_Task brief_
Copy the data below exactly.

————

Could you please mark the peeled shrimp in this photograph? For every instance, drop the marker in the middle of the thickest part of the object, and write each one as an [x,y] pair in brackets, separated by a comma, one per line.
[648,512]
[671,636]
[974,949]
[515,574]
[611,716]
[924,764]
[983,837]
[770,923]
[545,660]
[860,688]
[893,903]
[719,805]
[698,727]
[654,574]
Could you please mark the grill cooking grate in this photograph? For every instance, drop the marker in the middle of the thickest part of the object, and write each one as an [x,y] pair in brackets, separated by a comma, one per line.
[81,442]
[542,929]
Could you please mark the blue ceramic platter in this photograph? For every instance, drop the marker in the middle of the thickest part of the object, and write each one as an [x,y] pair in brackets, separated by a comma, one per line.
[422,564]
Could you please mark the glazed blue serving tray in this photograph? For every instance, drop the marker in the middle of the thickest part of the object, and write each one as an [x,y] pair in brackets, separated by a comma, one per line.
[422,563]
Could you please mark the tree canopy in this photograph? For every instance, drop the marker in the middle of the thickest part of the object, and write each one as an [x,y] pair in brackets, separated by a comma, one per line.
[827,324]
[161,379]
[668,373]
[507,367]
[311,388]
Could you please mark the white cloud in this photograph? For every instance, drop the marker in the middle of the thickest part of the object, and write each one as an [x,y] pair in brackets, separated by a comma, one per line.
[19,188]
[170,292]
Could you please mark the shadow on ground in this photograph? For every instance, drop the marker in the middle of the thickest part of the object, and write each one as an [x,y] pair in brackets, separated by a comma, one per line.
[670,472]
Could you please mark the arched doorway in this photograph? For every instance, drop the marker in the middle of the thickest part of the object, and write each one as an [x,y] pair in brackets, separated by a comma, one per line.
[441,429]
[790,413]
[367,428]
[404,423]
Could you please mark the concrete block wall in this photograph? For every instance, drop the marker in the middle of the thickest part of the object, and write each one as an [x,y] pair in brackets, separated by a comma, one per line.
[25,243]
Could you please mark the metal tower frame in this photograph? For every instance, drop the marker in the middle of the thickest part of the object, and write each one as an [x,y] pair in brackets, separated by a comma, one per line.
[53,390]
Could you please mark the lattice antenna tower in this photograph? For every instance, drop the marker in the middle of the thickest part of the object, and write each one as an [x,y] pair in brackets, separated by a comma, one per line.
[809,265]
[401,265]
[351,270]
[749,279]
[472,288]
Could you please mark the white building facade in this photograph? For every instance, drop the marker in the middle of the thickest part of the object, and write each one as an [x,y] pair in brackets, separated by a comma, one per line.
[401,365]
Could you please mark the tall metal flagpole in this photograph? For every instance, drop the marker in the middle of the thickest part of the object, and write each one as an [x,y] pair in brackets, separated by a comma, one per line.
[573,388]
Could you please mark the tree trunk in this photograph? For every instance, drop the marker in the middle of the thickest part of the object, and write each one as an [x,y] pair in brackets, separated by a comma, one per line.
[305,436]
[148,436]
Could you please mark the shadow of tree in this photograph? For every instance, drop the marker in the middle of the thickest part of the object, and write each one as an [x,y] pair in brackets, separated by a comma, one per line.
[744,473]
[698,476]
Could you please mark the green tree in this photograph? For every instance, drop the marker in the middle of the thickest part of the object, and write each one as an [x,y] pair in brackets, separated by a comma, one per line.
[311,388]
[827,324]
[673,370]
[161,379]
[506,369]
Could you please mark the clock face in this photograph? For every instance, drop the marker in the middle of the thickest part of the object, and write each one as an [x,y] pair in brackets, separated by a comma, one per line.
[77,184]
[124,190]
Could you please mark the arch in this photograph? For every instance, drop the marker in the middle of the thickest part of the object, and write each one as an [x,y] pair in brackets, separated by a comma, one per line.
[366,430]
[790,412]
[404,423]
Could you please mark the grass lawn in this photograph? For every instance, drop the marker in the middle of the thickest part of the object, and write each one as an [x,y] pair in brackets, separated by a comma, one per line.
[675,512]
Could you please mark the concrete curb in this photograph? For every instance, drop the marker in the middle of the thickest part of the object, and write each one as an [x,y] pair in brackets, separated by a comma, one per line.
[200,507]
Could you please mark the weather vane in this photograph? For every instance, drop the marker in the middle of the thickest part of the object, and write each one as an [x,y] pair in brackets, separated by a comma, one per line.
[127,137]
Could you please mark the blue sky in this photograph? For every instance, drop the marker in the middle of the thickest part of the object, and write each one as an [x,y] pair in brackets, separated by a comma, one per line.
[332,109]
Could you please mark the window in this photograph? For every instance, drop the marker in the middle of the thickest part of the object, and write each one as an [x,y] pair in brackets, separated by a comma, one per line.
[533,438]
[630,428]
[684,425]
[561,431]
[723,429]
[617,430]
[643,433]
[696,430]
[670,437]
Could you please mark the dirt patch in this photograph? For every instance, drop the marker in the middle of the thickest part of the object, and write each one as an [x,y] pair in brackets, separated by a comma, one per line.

————

_Problem solution_
Could you please mark the peeled shrimp in this photograph? For every instance, drop the marker in the middle of the thickest part of the object, and write each one as an [x,y] pair in brackets, separated by a comma, one per line.
[648,512]
[671,636]
[974,949]
[515,574]
[611,716]
[924,764]
[983,837]
[770,923]
[545,660]
[860,688]
[893,903]
[719,805]
[698,727]
[654,574]
Could you please mark the grill cooking grate in this photograph? For every instance, drop the marker in the middle of the thickest part of the object, and write each one as an [x,y] pair in brackets, separated by a comma, one per line.
[81,442]
[542,929]
Could you please mark the blue ceramic platter in this photograph? For every instance, drop the marker in the middle of the thickest part of the object, and write each one as an [x,y] pair in brackets, separated by a comma, one per line.
[422,564]
Could you please mark the glazed blue serving tray in this photograph? For every instance, drop the marker in the middle of the thickest part of the object, and write each one as an [x,y] pair in brackets, separated by a comma, one per line.
[422,563]
Could you please mark the tree canopy in this photograph? For every instance, drop the marker in the middle of the thickest part of the object, and write each one as an [x,y] pair in brackets, separated by a comma, one per line.
[827,324]
[161,379]
[668,373]
[507,367]
[311,388]
Could you please mark the white cloud in this photograph? For every instance, drop the marker in the middle of the thickest part of the object, and write each one as an [x,y] pair in brackets, separated by a comma, one per line.
[19,188]
[170,292]
Could you please mark the shadow on ground in this photograph? For every instance, drop the marker in the middle of the thickest part of the object, and write each one as an [x,y] pair in brackets, separated by a comma, one per line.
[670,472]
Could you please mark the arched doorway in this photograph? For every instance, drop the marker in the middle of the thickest part of the object, and write each one as an [x,y] pair in brackets, separated by a comma, one per line.
[441,429]
[790,413]
[367,428]
[404,423]
Could you please mark the concrete block wall in this photograph? For every instance, drop the marker in the middle of the thickest part of the object, and write each one as an [x,y] pair in brackets, separated by a comma, one per line.
[25,243]
Could you please mark the metal tower frame in this photograph? For every instance, drop the marker in the middle of the thickest part of the object, and write each one as an [x,y] pair in brackets, separated by a comma, one per line.
[53,390]
Could you please mark the lattice antenna tower in this photograph? For every instance, drop the marker in the middle of the thickest part of the object, and write each one as an [x,y] pair in brackets, separated by a comma, one per line.
[809,265]
[401,265]
[351,270]
[749,279]
[472,288]
Could you please mark the white building facade in this photograph? For every instance, drop the marker in the middle of the thickest part of the object, and write each one as an [x,y] pair in brackets, separated by a comma, one per line.
[401,365]
Could you please mark the tall metal flagpole in this photograph? For every instance, drop the marker in the middle of the thickest part of the object, and write each one as an [x,y] pair in brackets, separated by a comma, one per line.
[573,388]
Could you please mark the tree trunk in this photograph? For every instance, drop the marker in the middle of the thickest part of the object, and write each one as an [x,y] pair in brackets, separated by a comma, one per line.
[305,436]
[148,436]
Could you please mark the shadow of tree in this photograph? For every instance, drop the marker in the middle of the thickest part of the object, and write each one as an [x,y] pair in brackets, separated by a comma, one per line.
[744,473]
[698,476]
Could you please mark the green tree in this photograph? For every instance, drop the marker in the middle of the thickest part of the object, and write each one as an [x,y] pair in brackets, separated by a comma, one per line.
[311,388]
[827,324]
[673,370]
[161,379]
[506,369]
Could you please mark the clock face in this photograph? For every instance, drop the marker in the middle of the thickest part of the object, and write each one as an [x,y] pair in brackets, separated by a comma, one per line.
[77,184]
[124,190]
Could you please mark the arch in this photograph? For every instance, drop the marker in the middle of the thickest part of the object, and write each one as an [x,y] pair in brackets, separated by a comma, one per line.
[366,430]
[790,412]
[404,423]
Could you please mark the grass lawn in this photograph? For every instance, drop the marker in the middle of the thickest part of the object, and write each one as an [x,y] pair in brackets, separated by a comma, one per line.
[675,512]
Could you please mark the concrete curb in this photograph? For every instance, drop the marker in the middle of the thickest part of the object, and write each one as an [x,y] pair in brackets, separated by a comma, one per line.
[200,507]
Could you please mark the weather vane in this photograph? For every instance, drop the marker in the middle of the thickest part of the object, and write each one as an [x,y] pair in brackets, separated by a comma, one per line.
[127,137]
Could you please mark the blue sky in this photograph? For every instance, drop the marker in the middle of the thickest part of the object, and write each one as an [x,y] pair in brackets, separated by a comma, one per line.
[332,109]
Could you please mark the window in this photograph? For every instance, drop the marker in the middle of the thickest part of the object, and write each one as an [x,y] pair in brackets, separated by a comma, one per line.
[533,438]
[630,428]
[684,425]
[561,431]
[723,429]
[617,430]
[643,433]
[696,430]
[670,437]
Could you please mark the dirt patch in this photograph? For every instance, drop the marker in the middle of the thickest part of the object, and write each one as an [x,y] pair in brackets, separated by a comma, one per line.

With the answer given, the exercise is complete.